**What to do:** Swap "segmenter" for "annotator" in the lines starting at the first one and ending at the one containing "[[[1,0],[0,59],[255,61],[256,1]]]", changing nothing else. Leave out the pictures.

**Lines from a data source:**
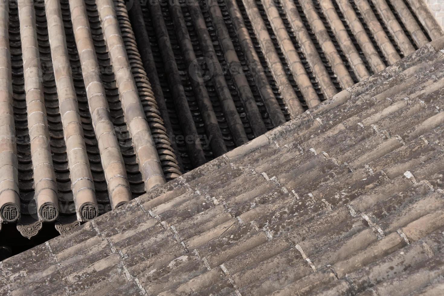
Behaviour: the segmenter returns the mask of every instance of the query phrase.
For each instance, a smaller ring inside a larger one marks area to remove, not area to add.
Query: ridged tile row
[[[131,1],[140,58],[156,69],[148,75],[183,171],[444,35],[417,2]]]
[[[444,38],[0,263],[19,295],[442,294]]]
[[[0,12],[0,229],[63,233],[181,175],[124,5]]]

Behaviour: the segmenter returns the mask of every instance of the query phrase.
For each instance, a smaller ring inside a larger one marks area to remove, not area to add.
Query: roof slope
[[[442,36],[420,2],[135,1],[128,14],[187,171]]]
[[[441,295],[443,92],[441,39],[0,263],[0,292]]]
[[[16,223],[63,233],[181,174],[127,14],[98,15],[108,4],[0,7],[2,245],[27,243]]]
[[[0,249],[113,209],[444,34],[404,0],[127,2],[0,7]]]

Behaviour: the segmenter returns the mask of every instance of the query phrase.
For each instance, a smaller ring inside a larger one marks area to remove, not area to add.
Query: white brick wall
[[[438,20],[438,23],[444,29],[444,0],[425,0],[432,14]]]

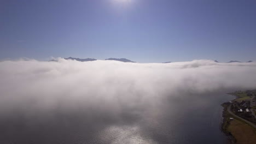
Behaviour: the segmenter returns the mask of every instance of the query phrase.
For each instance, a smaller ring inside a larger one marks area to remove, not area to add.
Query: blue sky
[[[1,0],[0,59],[255,61],[256,1]]]

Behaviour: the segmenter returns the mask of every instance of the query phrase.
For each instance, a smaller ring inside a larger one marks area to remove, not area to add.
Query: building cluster
[[[243,100],[241,102],[235,101],[231,104],[230,110],[236,115],[249,121],[256,122],[256,119],[250,110],[249,100]]]

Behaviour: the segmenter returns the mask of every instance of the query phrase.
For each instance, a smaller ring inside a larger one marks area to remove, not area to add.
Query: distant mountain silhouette
[[[94,61],[97,60],[97,59],[94,59],[94,58],[88,58],[81,59],[81,58],[73,58],[73,57],[68,57],[68,58],[64,58],[64,59],[67,59],[67,60],[69,60],[69,59],[76,60],[76,61],[79,61],[79,62]]]
[[[215,60],[214,61],[216,63],[219,63],[218,61],[217,60]],[[251,63],[253,61],[248,61],[246,63]],[[228,62],[226,62],[226,63],[245,63],[245,62],[240,62],[240,61],[230,61]]]
[[[227,63],[241,63],[241,62],[237,61],[230,61]]]
[[[69,60],[69,59],[76,60],[76,61],[79,61],[79,62],[89,62],[89,61],[94,61],[97,60],[97,59],[94,59],[94,58],[88,58],[81,59],[81,58],[73,58],[73,57],[69,57],[68,58],[64,58],[64,59],[65,59],[66,60]],[[58,61],[56,60],[56,59],[52,59],[51,61],[49,61],[49,62],[57,62],[57,61]]]
[[[124,58],[109,58],[107,59],[105,59],[105,60],[111,60],[111,61],[120,61],[120,62],[130,62],[130,63],[136,63],[135,62],[132,62],[131,60],[127,59]]]

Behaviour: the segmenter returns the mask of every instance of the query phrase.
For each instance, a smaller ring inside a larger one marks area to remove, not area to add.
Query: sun
[[[130,3],[132,0],[114,0],[114,1],[119,3]]]

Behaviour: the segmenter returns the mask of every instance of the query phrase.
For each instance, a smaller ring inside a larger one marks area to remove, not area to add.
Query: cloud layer
[[[148,115],[165,106],[167,99],[189,97],[183,94],[256,86],[254,62],[59,60],[0,62],[0,114],[11,117],[21,113],[31,118],[40,113],[42,117],[36,115],[40,119],[50,111],[73,115],[83,111],[88,121],[100,117],[106,118],[105,122],[132,123],[152,117]]]

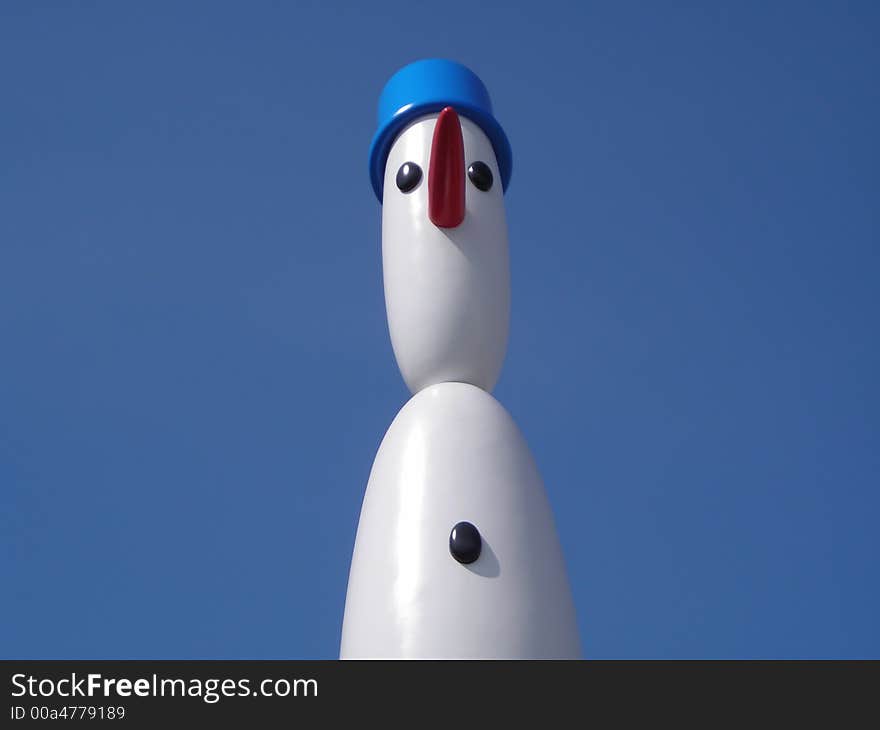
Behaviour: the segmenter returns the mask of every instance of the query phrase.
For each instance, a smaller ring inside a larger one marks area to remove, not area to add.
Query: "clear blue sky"
[[[0,10],[2,656],[337,655],[426,56],[513,145],[495,395],[586,654],[880,656],[876,3],[68,5]]]

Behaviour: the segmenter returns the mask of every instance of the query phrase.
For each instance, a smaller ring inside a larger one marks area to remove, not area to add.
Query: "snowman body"
[[[389,427],[367,484],[341,658],[580,656],[543,482],[489,392],[510,312],[505,170],[485,120],[466,111],[417,115],[387,151],[386,309],[414,395]],[[456,541],[462,525],[478,535],[476,550],[463,552]]]

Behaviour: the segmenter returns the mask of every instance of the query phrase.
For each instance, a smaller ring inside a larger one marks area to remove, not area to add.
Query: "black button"
[[[468,177],[484,193],[492,187],[492,171],[485,162],[475,162],[468,168]]]
[[[459,563],[473,563],[482,548],[480,531],[470,522],[459,522],[449,533],[449,552]]]
[[[422,181],[422,168],[415,162],[404,162],[397,171],[397,187],[402,193],[411,193]]]

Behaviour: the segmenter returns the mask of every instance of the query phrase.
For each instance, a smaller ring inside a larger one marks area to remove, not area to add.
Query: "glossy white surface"
[[[476,562],[450,555],[462,520]],[[488,393],[431,386],[400,411],[358,525],[342,658],[577,658],[553,516],[519,429]]]
[[[391,343],[413,393],[448,381],[491,391],[504,362],[510,317],[501,177],[489,139],[460,116],[465,170],[483,161],[495,182],[483,192],[465,180],[461,225],[431,223],[427,180],[436,119],[437,114],[423,117],[401,132],[385,166],[382,263]],[[402,193],[395,182],[405,162],[415,162],[423,172],[410,193]]]

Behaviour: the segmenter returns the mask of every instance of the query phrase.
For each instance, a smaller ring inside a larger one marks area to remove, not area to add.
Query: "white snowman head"
[[[467,68],[418,61],[388,82],[371,175],[382,201],[391,342],[416,393],[441,382],[491,390],[507,349],[504,190],[510,146]]]

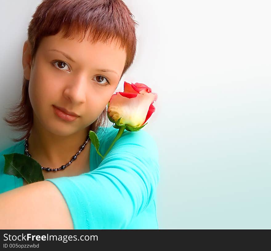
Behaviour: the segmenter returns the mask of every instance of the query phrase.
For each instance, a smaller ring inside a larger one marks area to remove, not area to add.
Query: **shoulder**
[[[97,135],[100,145],[103,145],[105,150],[107,150],[118,131],[119,129],[113,126],[106,128],[102,132],[100,131]],[[110,151],[111,151],[120,153],[130,152],[135,154],[140,152],[142,157],[144,155],[151,155],[153,157],[158,158],[158,149],[156,140],[150,133],[143,129],[137,132],[124,130],[120,137],[115,142]]]

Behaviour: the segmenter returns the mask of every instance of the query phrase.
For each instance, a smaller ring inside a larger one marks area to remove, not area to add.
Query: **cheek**
[[[29,90],[29,98],[32,106],[33,108],[35,107],[38,109],[42,107],[41,105],[50,103],[57,93],[57,86],[53,80],[38,73],[31,74]]]

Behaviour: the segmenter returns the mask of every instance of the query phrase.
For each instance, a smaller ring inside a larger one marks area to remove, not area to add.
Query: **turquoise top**
[[[113,126],[99,128],[103,156],[118,131]],[[24,143],[23,140],[0,153],[0,193],[22,185],[22,178],[3,173],[2,155],[24,154]],[[156,205],[160,175],[158,149],[152,137],[142,129],[125,130],[101,160],[91,142],[89,172],[45,180],[62,194],[74,229],[158,229]]]

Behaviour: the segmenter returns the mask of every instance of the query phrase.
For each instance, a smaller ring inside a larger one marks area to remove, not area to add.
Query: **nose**
[[[64,86],[63,96],[75,104],[85,102],[87,84],[86,78],[80,75],[69,80],[70,82]]]

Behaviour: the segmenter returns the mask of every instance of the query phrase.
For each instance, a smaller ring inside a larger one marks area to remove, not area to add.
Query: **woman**
[[[37,8],[23,47],[22,100],[5,119],[25,133],[0,153],[1,229],[158,228],[153,138],[125,131],[102,161],[88,137],[96,133],[103,154],[118,132],[104,122],[134,58],[132,16],[120,0],[44,0]],[[40,163],[44,180],[4,174],[3,154],[14,152]]]

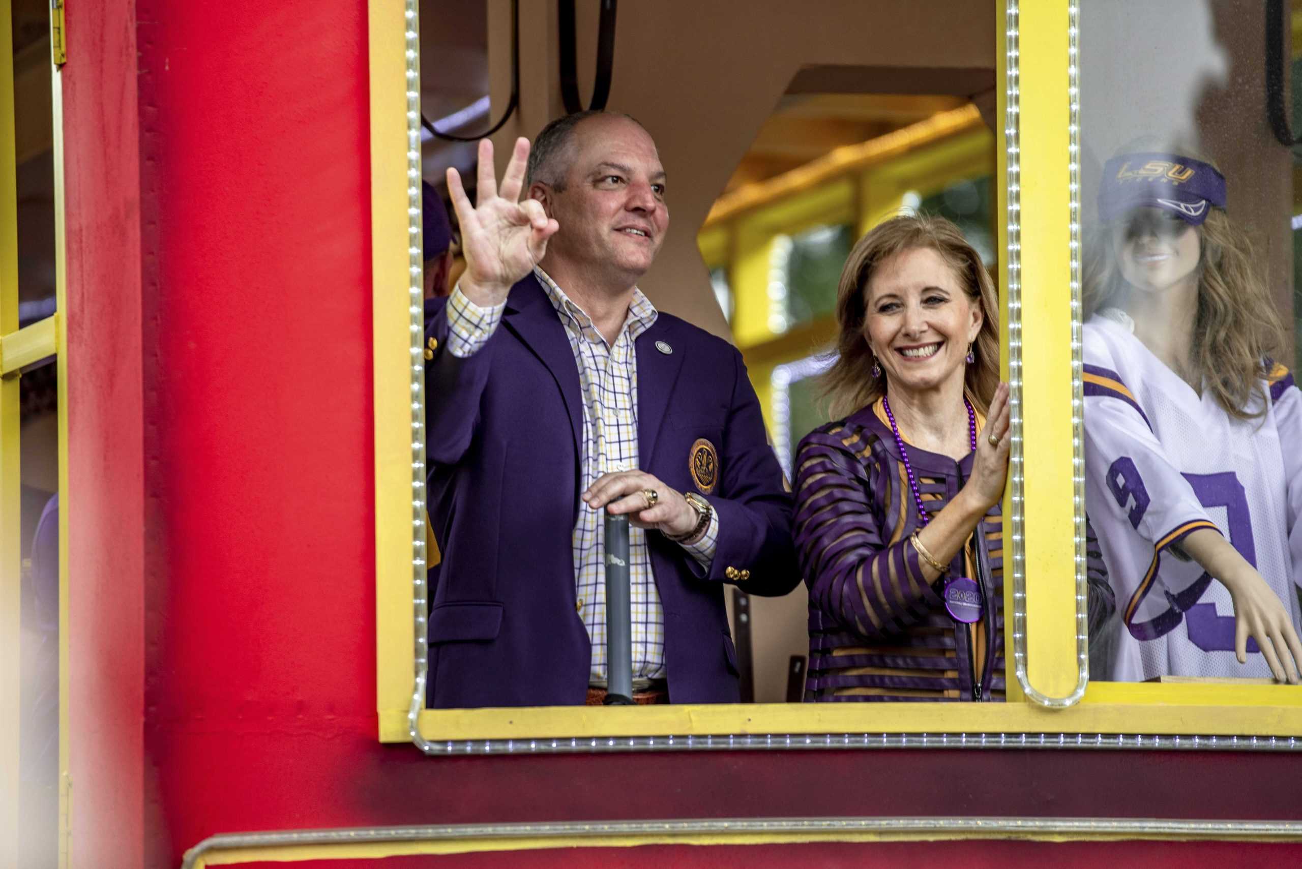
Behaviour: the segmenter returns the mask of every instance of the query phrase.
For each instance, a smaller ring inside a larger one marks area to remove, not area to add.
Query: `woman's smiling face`
[[[930,247],[883,261],[865,289],[865,337],[889,390],[923,392],[963,379],[983,321],[954,269]]]
[[[1135,208],[1112,228],[1112,250],[1126,284],[1161,293],[1197,280],[1202,239],[1190,224],[1161,208]]]

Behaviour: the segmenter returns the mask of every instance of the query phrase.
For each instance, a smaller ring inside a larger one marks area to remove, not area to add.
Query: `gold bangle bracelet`
[[[913,544],[914,550],[919,555],[922,555],[922,559],[926,561],[928,565],[931,565],[937,574],[940,574],[941,576],[944,576],[945,574],[949,572],[948,567],[945,567],[939,561],[936,561],[935,558],[931,557],[931,553],[927,552],[927,548],[922,545],[921,540],[918,540],[918,532],[917,531],[913,532],[911,537],[909,537],[909,542]]]

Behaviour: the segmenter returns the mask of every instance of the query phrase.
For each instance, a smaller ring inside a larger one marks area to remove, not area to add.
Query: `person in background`
[[[669,228],[655,142],[566,116],[500,187],[480,142],[477,189],[448,172],[466,271],[426,332],[431,704],[603,701],[607,513],[631,524],[634,701],[736,702],[724,587],[799,582],[790,496],[741,354],[637,286]]]
[[[1008,386],[996,295],[943,217],[888,220],[837,291],[832,414],[797,450],[806,700],[1003,700]],[[1091,615],[1111,613],[1091,570]]]
[[[424,298],[444,298],[452,291],[452,225],[443,199],[428,181],[421,182],[421,228],[424,237]]]
[[[1086,509],[1117,600],[1108,678],[1299,680],[1302,393],[1210,163],[1108,160],[1085,260]]]

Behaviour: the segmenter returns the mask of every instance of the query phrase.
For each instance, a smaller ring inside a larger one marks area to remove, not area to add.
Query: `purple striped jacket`
[[[909,449],[930,514],[958,493],[973,459]],[[891,429],[871,406],[806,436],[794,476],[796,549],[810,591],[805,699],[1003,700],[1000,506],[979,524],[986,606],[979,627],[969,627],[945,611],[945,580],[923,579],[909,542],[922,527],[918,507]],[[969,572],[962,553],[949,567]]]

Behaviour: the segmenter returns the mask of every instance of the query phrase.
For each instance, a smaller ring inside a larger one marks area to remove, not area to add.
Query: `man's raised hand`
[[[479,307],[506,301],[516,281],[527,276],[547,252],[547,239],[560,225],[536,199],[519,199],[529,161],[529,139],[516,139],[501,189],[492,165],[492,142],[479,140],[479,189],[470,204],[461,174],[448,169],[448,193],[461,224],[461,250],[466,271],[461,291]]]

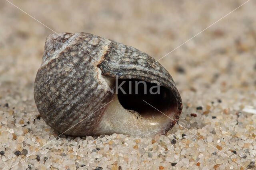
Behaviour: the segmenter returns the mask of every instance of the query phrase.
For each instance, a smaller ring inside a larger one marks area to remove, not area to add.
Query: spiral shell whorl
[[[164,133],[178,120],[182,102],[175,84],[159,63],[147,67],[155,62],[148,55],[90,33],[59,35],[47,37],[35,81],[36,106],[50,126],[73,136],[116,133],[148,136]],[[172,120],[156,110],[149,112],[152,117],[128,111],[113,92],[116,76],[162,86],[167,95],[160,99],[165,105],[163,109]]]
[[[65,37],[69,34],[61,36]],[[54,34],[48,36],[42,65],[35,80],[34,98],[40,101],[37,105],[39,112],[43,113],[44,119],[58,131],[68,129],[97,110],[107,103],[112,94],[98,88],[100,82],[96,81],[98,71],[95,66],[109,41],[89,34],[72,34],[70,40],[67,38],[69,41]],[[94,98],[98,102],[87,102]],[[70,129],[70,134],[79,135],[80,132],[74,131],[83,131],[96,125],[97,121],[93,123],[92,119],[100,116],[94,114]]]

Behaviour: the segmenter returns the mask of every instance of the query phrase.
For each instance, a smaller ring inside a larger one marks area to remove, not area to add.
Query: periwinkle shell
[[[155,62],[134,47],[90,33],[50,34],[35,81],[38,110],[49,125],[68,135],[164,134],[178,120],[182,102],[162,66],[147,68]],[[117,80],[158,84],[161,93],[118,95]]]

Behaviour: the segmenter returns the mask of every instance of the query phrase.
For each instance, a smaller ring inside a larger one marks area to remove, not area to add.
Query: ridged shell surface
[[[121,79],[159,84],[174,94],[177,111],[166,129],[158,132],[164,133],[178,121],[182,102],[172,77],[160,64],[147,68],[155,62],[137,49],[90,33],[50,34],[35,81],[38,110],[46,123],[60,133],[100,135],[97,127],[107,108],[102,106],[114,98],[118,75]]]

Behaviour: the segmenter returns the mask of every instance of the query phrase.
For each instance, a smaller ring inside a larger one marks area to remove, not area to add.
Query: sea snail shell
[[[180,94],[158,63],[147,67],[155,62],[152,58],[88,33],[59,35],[46,38],[34,84],[37,108],[50,126],[72,136],[116,133],[147,137],[164,134],[178,121],[182,108]],[[128,94],[120,89],[118,94],[114,92],[118,80]],[[140,80],[146,87],[141,83],[138,94],[133,88],[129,93],[129,86]],[[157,84],[160,94],[141,92]]]

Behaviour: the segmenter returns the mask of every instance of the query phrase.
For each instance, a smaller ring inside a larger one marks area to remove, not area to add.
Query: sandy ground
[[[90,33],[156,59],[245,2],[11,1],[56,32]],[[180,93],[185,127],[153,138],[54,139],[33,94],[52,31],[0,1],[1,168],[256,169],[256,7],[251,0],[159,61]]]

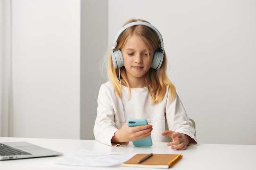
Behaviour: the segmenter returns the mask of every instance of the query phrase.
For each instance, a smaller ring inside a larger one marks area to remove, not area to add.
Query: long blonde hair
[[[131,19],[126,22],[124,26],[132,22],[143,21],[149,23],[143,20]],[[130,26],[124,31],[117,40],[117,46],[115,50],[121,49],[127,40],[132,35],[138,36],[139,38],[146,40],[143,41],[146,47],[150,46],[155,51],[161,51],[159,44],[160,41],[158,35],[151,29],[142,25],[136,25]],[[148,47],[146,47],[148,48]],[[147,50],[148,49],[147,49]],[[175,86],[170,81],[167,75],[167,61],[166,53],[164,54],[164,59],[162,66],[159,70],[150,68],[146,76],[146,82],[151,96],[152,104],[157,104],[161,102],[167,90],[167,86],[170,88],[170,100],[173,101],[176,98],[176,93]],[[114,86],[115,91],[119,97],[121,97],[121,87],[119,80],[119,70],[115,69],[112,62],[112,57],[110,55],[108,67],[108,77]],[[129,84],[124,66],[120,68],[121,77],[122,78],[123,85],[128,87],[129,95],[130,95],[130,88]]]

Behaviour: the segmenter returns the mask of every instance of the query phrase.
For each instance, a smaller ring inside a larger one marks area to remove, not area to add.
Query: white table
[[[145,170],[124,167],[90,167],[59,165],[54,163],[60,157],[72,154],[81,149],[106,152],[128,153],[170,153],[183,155],[182,159],[172,170],[255,170],[256,145],[199,144],[189,146],[185,150],[172,150],[165,143],[154,143],[148,148],[134,147],[132,143],[126,147],[112,147],[94,140],[0,137],[0,142],[25,141],[56,150],[63,156],[0,161],[0,170]],[[154,170],[154,168],[150,168]]]

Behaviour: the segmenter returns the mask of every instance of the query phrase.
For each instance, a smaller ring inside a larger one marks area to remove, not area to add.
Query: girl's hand
[[[185,150],[191,139],[186,135],[172,130],[166,130],[162,133],[162,135],[168,135],[173,139],[173,141],[167,143],[167,146],[172,146],[172,149],[177,150]]]
[[[115,133],[111,142],[122,143],[141,139],[149,137],[153,129],[150,125],[129,127],[126,122]]]

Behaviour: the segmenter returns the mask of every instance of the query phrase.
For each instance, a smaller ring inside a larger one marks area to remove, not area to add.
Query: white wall
[[[13,136],[80,139],[80,1],[11,3]]]
[[[131,18],[161,33],[199,142],[256,145],[256,1],[109,0],[109,44]]]
[[[81,1],[80,136],[83,139],[94,139],[98,93],[104,82],[100,64],[108,44],[108,4],[106,0]]]

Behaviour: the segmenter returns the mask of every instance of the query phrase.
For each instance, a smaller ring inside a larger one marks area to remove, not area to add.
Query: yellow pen
[[[139,161],[138,161],[138,163],[141,163],[141,162],[143,162],[144,161],[145,161],[146,160],[148,159],[148,158],[149,158],[152,155],[153,155],[153,154],[152,153],[150,153],[150,154],[148,154],[148,155],[147,155],[147,156],[146,156],[146,157],[145,157],[143,158],[142,158],[141,159],[140,159]]]

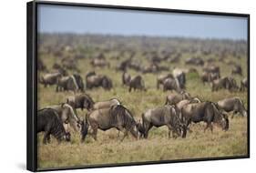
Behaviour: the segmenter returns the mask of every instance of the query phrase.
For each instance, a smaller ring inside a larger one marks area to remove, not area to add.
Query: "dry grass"
[[[110,56],[110,55],[109,55]],[[185,55],[183,58],[188,57]],[[107,56],[108,57],[108,56]],[[57,58],[43,55],[41,58],[47,66],[52,66]],[[138,57],[141,58],[141,57]],[[86,73],[93,70],[88,65],[88,59],[78,61],[78,68],[84,77]],[[121,72],[117,72],[113,68],[118,63],[111,60],[111,68],[94,69],[98,74],[107,74],[114,84],[114,88],[110,91],[104,91],[102,88],[87,91],[95,101],[106,100],[111,97],[118,97],[125,107],[131,110],[136,119],[141,117],[141,113],[148,108],[161,106],[165,102],[168,92],[156,89],[155,74],[143,75],[147,92],[128,92],[128,87],[121,85]],[[242,66],[246,66],[245,58],[242,58]],[[223,63],[217,63],[220,66],[221,76],[229,76],[231,71],[230,66]],[[169,64],[170,68],[175,66],[184,66],[183,61],[179,64]],[[199,69],[200,72],[200,69]],[[245,72],[246,70],[244,70]],[[71,71],[69,71],[72,73]],[[129,70],[130,74],[138,74]],[[244,76],[246,74],[244,74]],[[242,77],[236,76],[240,81]],[[38,86],[39,107],[48,105],[65,102],[66,97],[73,95],[72,92],[56,93],[55,86],[43,87]],[[197,74],[187,76],[187,90],[191,96],[198,96],[203,100],[217,101],[225,97],[240,97],[247,107],[247,93],[230,93],[220,90],[212,93],[210,86],[204,86]],[[84,117],[86,110],[78,110],[78,116]],[[173,160],[181,158],[212,158],[224,156],[243,156],[248,152],[247,148],[247,118],[236,117],[230,119],[230,129],[223,132],[214,127],[214,132],[203,133],[204,124],[197,124],[191,127],[192,133],[189,133],[186,138],[173,139],[168,138],[167,127],[152,128],[149,132],[148,139],[135,140],[131,136],[123,142],[118,138],[116,129],[98,132],[98,140],[94,141],[91,137],[87,137],[85,143],[80,143],[78,133],[72,133],[70,143],[57,144],[52,137],[52,142],[48,145],[42,144],[42,134],[38,135],[38,166],[44,168],[60,168],[72,166],[87,166],[93,164],[108,163],[127,163],[151,160]]]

**Full output:**
Behaviour: the annotator returns the mask of every instance of the query phrase.
For each instance, a smaller ring inside a larger one marks area to remove, not area to add.
Query: ridged tile row
[[[131,1],[140,58],[156,69],[148,75],[183,171],[444,35],[417,2]]]
[[[444,38],[0,263],[19,295],[442,294]]]
[[[0,12],[0,229],[63,233],[181,175],[124,5]]]

Behaviour: the annotator returns the mask of every instance of the query phrase.
For each instance, a smaller ring inside a larger one marks area to remove, not area to add.
Query: roof slope
[[[442,36],[420,2],[135,1],[128,14],[187,171]]]
[[[441,295],[443,92],[441,39],[0,263],[0,292]]]
[[[16,223],[63,233],[181,174],[127,14],[98,15],[108,4],[0,7],[2,245],[27,243]]]
[[[0,249],[113,209],[444,34],[404,0],[127,2],[0,7]]]

Behaviour: the annotator returns the mask of every instance of the query phrase.
For each instance, a smaller ring inside a larger one marks area to remove, not area to add.
Query: white brick wall
[[[438,20],[438,23],[444,29],[444,0],[425,0],[432,14]]]

Behaviour: the annotator returns the mask of every instance of the query phrase.
For each instance, a smaller ring inside a larger one marks area to remove, not area to add.
Query: blue sky
[[[1,0],[0,59],[255,61],[256,1]]]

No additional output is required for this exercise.